### PAGE EXCERPT
┌──

Dickens, Charles – A Child’s History of England

As the King’s ruin had begun in a favourite, so it seemed likely to

end in one. He was too poor a creature to rely at all upon

himself; and his new favourite was one HUGH LE DESPENSER, the son

of a gentleman of ancient family. Hugh was handsome and brave, but

he was the favourite of a weak King, whom no man cared a rush for,

and that was a dangerous place to hold. The Nobles leagued against

him, because the King liked him; and they lay in wait, both for his

ruin and his father’s. Now, the King had married him to the

daughter of the late Earl of Gloucester, and had given both him and

his father great possessions in Wales. In their endeavours to

extend these, they gave violent offence to an angry Welsh

gentleman, named JOHN DE MOWBRAY, and to divers other angry Welsh

gentlemen, who resorted to arms, took their castles, and seized

their estates. The Earl of Lancaster had first placed the

favourite (who was a poor relation of his own) at Court, and he

considered his own dignity offended by the preference he received

and the honours he acquired; so he, and the Barons who were his

friends, joined the Welshmen, marched on London, and sent a message

to the King demanding to have the favourite and his father

banished. At first, the King unaccountably took it into his head

to be spirited, and to send them a bold reply; but when they

quartered themselves around Holborn and Clerkenwell, and went down,

armed, to the Parliament at Westminster, he gave way, and complied

with their demands.

└──

### EXERCISE TASKS
**a)** Could you recast the records as a Markdown table with columns named "No." and "Line", starting with the line containing "Shot-chart prep: mark the black batting glove" and going on through the line containing "column 380, row 124", leaving out blank lines?
**b)** How would you continue the passage on the King's new favourite from the point where it stops?

### TASK INPUTS
┌──

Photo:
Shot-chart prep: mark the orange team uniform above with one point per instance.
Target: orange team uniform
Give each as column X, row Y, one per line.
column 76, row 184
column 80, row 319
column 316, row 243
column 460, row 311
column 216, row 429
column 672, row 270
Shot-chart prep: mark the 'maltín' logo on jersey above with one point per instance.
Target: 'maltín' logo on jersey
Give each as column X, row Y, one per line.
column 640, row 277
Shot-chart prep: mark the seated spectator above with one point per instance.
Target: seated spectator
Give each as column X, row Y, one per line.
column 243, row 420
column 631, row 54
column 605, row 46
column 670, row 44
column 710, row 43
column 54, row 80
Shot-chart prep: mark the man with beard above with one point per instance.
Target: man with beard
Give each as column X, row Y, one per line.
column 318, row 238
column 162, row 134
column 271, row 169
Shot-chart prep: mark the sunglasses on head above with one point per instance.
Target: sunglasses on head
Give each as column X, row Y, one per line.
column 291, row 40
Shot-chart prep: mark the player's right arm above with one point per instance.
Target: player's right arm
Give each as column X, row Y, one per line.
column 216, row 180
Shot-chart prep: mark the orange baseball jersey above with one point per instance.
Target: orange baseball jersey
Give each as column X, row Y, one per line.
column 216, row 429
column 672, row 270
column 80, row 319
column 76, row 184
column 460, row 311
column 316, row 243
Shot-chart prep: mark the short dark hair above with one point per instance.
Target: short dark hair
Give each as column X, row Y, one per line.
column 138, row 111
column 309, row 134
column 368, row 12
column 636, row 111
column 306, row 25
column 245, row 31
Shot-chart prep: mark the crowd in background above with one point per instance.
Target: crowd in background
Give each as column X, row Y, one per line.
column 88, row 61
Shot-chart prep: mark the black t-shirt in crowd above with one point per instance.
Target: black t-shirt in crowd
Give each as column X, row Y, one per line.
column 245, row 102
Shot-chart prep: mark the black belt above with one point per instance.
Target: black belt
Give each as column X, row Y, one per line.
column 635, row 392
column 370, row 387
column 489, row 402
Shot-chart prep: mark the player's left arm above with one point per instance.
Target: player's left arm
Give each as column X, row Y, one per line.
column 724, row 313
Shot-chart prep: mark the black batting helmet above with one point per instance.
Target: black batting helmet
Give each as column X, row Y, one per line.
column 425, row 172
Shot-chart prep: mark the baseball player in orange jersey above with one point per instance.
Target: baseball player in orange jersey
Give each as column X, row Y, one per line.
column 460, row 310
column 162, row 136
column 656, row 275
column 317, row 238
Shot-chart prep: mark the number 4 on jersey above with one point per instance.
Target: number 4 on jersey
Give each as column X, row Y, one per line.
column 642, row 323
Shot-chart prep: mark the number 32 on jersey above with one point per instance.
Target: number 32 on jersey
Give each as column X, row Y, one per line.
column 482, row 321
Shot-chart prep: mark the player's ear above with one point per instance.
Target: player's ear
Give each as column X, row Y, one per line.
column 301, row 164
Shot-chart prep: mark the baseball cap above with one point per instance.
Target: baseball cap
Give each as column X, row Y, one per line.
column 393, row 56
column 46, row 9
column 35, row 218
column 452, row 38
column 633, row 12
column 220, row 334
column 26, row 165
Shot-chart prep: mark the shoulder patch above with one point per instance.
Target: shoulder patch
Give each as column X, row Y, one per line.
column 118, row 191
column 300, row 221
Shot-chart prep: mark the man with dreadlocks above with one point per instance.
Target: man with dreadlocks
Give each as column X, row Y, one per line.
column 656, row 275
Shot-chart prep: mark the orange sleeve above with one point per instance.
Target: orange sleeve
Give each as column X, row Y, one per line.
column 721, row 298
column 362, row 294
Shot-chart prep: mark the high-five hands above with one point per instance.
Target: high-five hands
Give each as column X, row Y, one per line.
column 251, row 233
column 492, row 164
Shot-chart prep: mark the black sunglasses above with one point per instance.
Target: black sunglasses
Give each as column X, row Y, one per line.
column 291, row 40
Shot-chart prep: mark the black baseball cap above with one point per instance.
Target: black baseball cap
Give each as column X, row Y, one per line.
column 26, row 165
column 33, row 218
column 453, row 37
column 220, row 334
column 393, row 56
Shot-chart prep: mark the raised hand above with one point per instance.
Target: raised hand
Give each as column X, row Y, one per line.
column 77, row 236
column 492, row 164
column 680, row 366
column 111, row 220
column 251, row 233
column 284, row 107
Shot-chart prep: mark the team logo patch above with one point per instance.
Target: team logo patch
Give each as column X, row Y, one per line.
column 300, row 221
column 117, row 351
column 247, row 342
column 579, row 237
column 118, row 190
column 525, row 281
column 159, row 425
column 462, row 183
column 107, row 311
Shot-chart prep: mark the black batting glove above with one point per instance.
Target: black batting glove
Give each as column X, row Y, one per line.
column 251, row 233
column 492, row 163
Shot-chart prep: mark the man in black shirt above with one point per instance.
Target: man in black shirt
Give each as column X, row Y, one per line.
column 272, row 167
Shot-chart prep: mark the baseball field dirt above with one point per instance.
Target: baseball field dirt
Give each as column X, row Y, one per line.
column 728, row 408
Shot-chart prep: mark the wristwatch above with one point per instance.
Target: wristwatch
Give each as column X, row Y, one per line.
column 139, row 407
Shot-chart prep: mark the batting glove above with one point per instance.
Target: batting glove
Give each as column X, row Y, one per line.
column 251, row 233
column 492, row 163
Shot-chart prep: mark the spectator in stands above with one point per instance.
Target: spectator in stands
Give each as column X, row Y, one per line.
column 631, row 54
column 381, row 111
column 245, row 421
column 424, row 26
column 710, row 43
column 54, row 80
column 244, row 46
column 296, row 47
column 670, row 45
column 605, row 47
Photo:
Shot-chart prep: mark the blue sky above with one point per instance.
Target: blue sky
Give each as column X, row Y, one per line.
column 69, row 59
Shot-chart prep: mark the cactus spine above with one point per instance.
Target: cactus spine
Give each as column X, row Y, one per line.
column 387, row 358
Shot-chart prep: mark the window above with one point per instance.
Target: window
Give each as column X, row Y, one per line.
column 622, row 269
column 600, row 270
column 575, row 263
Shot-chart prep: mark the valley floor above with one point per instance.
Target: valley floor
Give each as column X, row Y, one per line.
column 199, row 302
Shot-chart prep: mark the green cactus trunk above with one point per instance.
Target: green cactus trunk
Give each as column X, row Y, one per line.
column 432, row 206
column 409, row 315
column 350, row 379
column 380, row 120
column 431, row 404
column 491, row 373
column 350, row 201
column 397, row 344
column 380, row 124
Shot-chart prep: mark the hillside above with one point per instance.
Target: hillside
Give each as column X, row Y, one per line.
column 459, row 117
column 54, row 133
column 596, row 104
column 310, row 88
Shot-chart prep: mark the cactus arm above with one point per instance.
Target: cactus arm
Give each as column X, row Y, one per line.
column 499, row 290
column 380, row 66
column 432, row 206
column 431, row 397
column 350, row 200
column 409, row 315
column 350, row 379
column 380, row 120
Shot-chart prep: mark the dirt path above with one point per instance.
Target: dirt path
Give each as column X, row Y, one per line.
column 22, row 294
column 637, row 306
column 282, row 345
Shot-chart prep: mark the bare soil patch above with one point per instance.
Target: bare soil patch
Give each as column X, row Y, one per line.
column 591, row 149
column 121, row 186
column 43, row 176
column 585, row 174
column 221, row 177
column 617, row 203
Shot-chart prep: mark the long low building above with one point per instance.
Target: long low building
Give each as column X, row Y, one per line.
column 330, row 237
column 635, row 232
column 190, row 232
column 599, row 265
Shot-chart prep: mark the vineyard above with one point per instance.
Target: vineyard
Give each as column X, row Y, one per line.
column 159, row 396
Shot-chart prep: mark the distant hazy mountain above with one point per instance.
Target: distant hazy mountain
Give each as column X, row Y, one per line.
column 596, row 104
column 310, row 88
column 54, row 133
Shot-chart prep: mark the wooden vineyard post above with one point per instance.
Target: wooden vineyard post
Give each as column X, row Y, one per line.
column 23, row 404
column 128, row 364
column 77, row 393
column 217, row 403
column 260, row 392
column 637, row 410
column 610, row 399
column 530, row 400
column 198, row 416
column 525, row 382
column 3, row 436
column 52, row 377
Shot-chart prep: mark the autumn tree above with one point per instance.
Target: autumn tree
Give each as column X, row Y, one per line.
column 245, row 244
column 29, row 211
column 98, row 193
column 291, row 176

└──

### OUTPUTS
**a)**
| No. | Line |
|---|---|
| 1 | Shot-chart prep: mark the black batting glove above with one point per instance. |
| 2 | Target: black batting glove |
| 3 | Give each as column X, row Y, one per line. |
| 4 | column 251, row 233 |
| 5 | column 492, row 163 |
| 6 | Shot-chart prep: mark the man in black shirt above with one point per instance. |
| 7 | Target: man in black shirt |
| 8 | Give each as column X, row Y, one per line. |
| 9 | column 272, row 167 |
| 10 | Shot-chart prep: mark the baseball field dirt above with one point per instance. |
| 11 | Target: baseball field dirt |
| 12 | Give each as column X, row Y, one per line. |
| 13 | column 728, row 408 |
| 14 | Shot-chart prep: mark the wristwatch above with one point per instance. |
| 15 | Target: wristwatch |
| 16 | Give each as column X, row Y, one per line. |
| 17 | column 139, row 407 |
| 18 | Shot-chart prep: mark the batting glove above with one point per instance. |
| 19 | Target: batting glove |
| 20 | Give each as column X, row Y, one per line. |
| 21 | column 251, row 233 |
| 22 | column 492, row 163 |
| 23 | Shot-chart prep: mark the spectator in stands above with one point per instance. |
| 24 | Target: spectator in stands |
| 25 | Give each as column X, row Y, one per line. |
| 26 | column 631, row 54 |
| 27 | column 381, row 111 |
| 28 | column 245, row 421 |
| 29 | column 424, row 26 |
| 30 | column 710, row 43 |
| 31 | column 54, row 80 |
| 32 | column 244, row 46 |
| 33 | column 296, row 47 |
| 34 | column 670, row 45 |
| 35 | column 605, row 47 |
| 36 | Photo: |
| 37 | Shot-chart prep: mark the blue sky above with one point per instance. |
| 38 | Target: blue sky |
| 39 | Give each as column X, row Y, one per line. |
| 40 | column 69, row 59 |
| 41 | Shot-chart prep: mark the cactus spine above with one point per instance. |
| 42 | Target: cactus spine |
| 43 | Give each as column X, row Y, one per line. |
| 44 | column 387, row 358 |
| 45 | Shot-chart prep: mark the window above with one point per instance. |
| 46 | Target: window |
| 47 | Give each as column X, row Y, one per line. |
| 48 | column 622, row 269 |
| 49 | column 600, row 270 |
| 50 | column 575, row 263 |
| 51 | Shot-chart prep: mark the valley floor above with one point per instance. |
| 52 | Target: valley floor |
| 53 | Give each as column X, row Y, one per line. |
| 54 | column 199, row 302 |
| 55 | Shot-chart prep: mark the green cactus trunk above with one point per instance. |
| 56 | Target: green cactus trunk |
| 57 | Give each as column X, row Y, one per line. |
| 58 | column 432, row 206 |
| 59 | column 409, row 315 |
| 60 | column 350, row 379 |
| 61 | column 380, row 120 |
| 62 | column 431, row 404 |
| 63 | column 491, row 373 |
| 64 | column 350, row 201 |
| 65 | column 397, row 344 |
| 66 | column 380, row 124 |

**b)**
His turn of triumph came sooner than he expected. It arose out of

an accidental circumstance. The beautiful Queen happening to be

travelling, came one night to one of the royal castles, and

demanded to be lodged and entertained there until morning. The

governor of this castle, who was one of the enraged lords, was

away, and in his absence, his wife refused admission to the Queen;

a scuffle took place among the common men on either side, and some

of the royal attendants were killed. The people, who cared nothing

for the King, were very angry that their beautiful Queen should be

thus rudely treated in her own dominions; and the King, taking

advantage of this feeling, besieged the castle, took it, and then

called the two Despensers home. Upon this, the confederate lords

and the Welshmen went over to Bruce. The King encountered them at

Boroughbridge, gained the victory, and took a number of

distinguished prisoners; among them, the Earl of Lancaster, now an

old man, upon whose destruction he was resolved. This Earl was

taken to his own castle of Pontefract, and there tried and found

guilty by an unfair court appointed for the purpose; he was not

even allowed to speak in his own defence. He was insulted, pelted,

mounted on a starved pony without saddle or bridle, carried out,

and beheaded. Eight-and-twenty knights were hanged, drawn, and

quartered. When the King had despatched this bloody work, and had

made a fresh and a long truce with Bruce, he took the Despensers

into greater favour than ever, and made the father Earl of

Winchester.

One prisoner, and an important one, who was taken at Boroughbridge,

made his escape, however, and turned the tide against the King.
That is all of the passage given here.